## Start Working data

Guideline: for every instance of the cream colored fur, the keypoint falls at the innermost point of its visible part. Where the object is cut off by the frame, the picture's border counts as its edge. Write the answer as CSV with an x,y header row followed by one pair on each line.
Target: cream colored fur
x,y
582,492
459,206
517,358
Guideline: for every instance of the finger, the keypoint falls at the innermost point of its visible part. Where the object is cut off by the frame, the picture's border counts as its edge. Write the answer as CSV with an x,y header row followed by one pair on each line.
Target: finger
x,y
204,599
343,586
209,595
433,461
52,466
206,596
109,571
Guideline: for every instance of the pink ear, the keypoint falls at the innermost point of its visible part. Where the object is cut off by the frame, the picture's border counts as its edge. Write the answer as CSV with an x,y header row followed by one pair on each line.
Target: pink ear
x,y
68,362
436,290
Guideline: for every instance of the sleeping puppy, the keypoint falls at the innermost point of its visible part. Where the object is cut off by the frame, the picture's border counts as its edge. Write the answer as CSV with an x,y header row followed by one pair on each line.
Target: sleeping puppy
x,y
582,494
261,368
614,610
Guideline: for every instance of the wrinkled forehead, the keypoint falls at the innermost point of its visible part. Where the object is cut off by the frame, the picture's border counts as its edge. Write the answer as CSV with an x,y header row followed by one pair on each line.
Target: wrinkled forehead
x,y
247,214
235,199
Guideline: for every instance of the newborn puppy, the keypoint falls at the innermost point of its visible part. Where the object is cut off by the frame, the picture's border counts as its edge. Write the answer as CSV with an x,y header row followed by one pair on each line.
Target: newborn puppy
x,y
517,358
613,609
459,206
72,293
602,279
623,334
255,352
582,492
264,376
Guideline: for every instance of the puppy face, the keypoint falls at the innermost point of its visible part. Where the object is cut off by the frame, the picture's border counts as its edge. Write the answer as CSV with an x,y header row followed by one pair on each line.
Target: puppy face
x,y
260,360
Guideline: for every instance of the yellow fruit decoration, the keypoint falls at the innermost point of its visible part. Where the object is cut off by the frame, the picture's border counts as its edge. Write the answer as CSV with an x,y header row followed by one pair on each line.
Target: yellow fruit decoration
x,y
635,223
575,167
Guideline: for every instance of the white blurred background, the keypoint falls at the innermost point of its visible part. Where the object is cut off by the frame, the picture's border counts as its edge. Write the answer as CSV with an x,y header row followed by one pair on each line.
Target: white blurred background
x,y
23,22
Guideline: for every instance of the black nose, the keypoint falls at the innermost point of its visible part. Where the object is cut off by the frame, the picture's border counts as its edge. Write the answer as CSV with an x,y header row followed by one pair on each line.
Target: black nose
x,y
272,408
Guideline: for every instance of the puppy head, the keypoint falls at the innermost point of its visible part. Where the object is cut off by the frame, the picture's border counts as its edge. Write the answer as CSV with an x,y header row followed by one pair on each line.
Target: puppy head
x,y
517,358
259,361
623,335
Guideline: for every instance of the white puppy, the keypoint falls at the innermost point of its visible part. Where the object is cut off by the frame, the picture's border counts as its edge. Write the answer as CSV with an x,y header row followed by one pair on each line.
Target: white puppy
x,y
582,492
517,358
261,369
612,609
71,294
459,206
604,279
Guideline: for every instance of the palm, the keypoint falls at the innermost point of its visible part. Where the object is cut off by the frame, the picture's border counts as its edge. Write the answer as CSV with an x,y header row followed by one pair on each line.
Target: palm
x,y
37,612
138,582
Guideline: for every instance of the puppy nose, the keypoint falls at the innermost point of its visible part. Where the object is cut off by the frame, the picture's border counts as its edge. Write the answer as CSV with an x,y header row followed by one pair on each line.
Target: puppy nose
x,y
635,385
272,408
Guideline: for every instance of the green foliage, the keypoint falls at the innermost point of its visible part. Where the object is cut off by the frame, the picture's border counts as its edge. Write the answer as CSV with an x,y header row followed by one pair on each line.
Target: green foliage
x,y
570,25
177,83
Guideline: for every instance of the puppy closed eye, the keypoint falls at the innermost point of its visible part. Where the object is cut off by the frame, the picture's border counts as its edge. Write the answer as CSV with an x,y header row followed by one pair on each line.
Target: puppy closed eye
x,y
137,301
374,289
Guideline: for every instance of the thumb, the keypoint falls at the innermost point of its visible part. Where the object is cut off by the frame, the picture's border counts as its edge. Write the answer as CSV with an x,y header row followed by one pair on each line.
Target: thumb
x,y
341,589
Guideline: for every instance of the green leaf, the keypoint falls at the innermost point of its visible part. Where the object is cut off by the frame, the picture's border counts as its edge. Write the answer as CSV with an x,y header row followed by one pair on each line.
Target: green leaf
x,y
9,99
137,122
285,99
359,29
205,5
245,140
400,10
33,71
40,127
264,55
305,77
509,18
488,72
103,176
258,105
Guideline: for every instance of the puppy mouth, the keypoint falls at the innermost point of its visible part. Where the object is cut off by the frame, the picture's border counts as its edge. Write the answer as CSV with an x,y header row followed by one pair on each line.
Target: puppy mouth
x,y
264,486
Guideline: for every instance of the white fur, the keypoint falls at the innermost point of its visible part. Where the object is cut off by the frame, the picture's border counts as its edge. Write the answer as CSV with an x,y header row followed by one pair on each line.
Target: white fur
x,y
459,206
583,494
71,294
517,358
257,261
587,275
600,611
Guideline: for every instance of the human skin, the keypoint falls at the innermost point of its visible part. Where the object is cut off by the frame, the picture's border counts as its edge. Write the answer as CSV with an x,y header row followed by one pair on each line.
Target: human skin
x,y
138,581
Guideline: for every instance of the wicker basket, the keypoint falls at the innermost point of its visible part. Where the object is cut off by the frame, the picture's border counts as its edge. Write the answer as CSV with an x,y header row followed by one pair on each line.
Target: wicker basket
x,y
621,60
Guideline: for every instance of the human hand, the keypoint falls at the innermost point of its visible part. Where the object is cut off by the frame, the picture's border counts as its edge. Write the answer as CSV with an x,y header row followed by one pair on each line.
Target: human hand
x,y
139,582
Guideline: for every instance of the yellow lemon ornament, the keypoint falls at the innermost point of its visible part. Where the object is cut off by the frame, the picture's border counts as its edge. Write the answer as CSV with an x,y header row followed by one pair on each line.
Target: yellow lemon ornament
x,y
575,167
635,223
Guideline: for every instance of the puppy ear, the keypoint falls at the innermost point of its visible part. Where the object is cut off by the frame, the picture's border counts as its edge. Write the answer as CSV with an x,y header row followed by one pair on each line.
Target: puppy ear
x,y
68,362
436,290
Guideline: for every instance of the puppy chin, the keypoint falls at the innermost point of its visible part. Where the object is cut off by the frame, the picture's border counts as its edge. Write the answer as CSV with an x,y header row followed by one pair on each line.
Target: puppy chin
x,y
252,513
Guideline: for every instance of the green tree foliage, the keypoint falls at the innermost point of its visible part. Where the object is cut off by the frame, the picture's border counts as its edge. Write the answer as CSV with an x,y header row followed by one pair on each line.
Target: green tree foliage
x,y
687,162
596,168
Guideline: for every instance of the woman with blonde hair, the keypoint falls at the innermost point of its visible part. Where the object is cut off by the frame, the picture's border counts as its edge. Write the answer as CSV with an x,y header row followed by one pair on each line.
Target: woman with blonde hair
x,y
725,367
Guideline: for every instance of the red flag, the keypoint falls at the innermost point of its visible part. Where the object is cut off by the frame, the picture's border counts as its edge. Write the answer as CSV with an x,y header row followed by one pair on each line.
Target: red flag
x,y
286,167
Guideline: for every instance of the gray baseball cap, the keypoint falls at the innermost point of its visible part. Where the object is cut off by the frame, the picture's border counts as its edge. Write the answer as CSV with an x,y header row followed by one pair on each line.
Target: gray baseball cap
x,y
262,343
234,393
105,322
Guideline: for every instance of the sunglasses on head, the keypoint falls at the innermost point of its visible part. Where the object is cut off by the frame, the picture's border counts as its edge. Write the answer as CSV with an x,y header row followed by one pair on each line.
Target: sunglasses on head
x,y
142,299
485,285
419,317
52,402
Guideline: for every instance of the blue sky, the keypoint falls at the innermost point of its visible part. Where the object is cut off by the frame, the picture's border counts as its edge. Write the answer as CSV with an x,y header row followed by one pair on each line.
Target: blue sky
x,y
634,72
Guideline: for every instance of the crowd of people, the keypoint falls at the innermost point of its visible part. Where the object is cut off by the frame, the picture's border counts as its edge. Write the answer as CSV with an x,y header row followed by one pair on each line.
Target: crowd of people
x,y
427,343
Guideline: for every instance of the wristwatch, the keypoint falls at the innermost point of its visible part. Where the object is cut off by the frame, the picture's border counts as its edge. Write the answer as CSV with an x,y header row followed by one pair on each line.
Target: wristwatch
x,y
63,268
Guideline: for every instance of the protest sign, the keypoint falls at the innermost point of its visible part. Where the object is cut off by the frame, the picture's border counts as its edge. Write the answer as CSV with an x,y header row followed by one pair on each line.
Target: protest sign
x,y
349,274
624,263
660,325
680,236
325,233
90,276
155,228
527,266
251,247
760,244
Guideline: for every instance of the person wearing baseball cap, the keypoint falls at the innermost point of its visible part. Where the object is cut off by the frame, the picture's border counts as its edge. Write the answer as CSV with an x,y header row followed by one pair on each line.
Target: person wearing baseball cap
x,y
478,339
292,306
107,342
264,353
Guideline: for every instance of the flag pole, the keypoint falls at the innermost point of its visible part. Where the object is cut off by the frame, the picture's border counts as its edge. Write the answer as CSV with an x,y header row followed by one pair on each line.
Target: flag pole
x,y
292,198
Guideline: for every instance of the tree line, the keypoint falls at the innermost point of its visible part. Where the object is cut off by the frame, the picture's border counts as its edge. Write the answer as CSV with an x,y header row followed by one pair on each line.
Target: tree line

## End Working data

Write out exactly the lines of the entries above that run from the line containing "Guideline: for every instance of the flag" through the last line, including both.

Guideline: for every instance of the flag pole, the keypoint falls at the innermost point of its visible part. Where the object is cut off by the frame, the picture's border counts as its edge. Write the answer as CSV with an x,y header row followed by one pair on each line.
Target: flag pole
x,y
292,198
Guideline: for every instance of the tree line, the keypoint falls at the innermost point of its visible part. Where the object is cut off by the frame, the picture's border counts as its edge. Write the answer as CSV with an x,y header row followed by one pair on each line.
Target: tree line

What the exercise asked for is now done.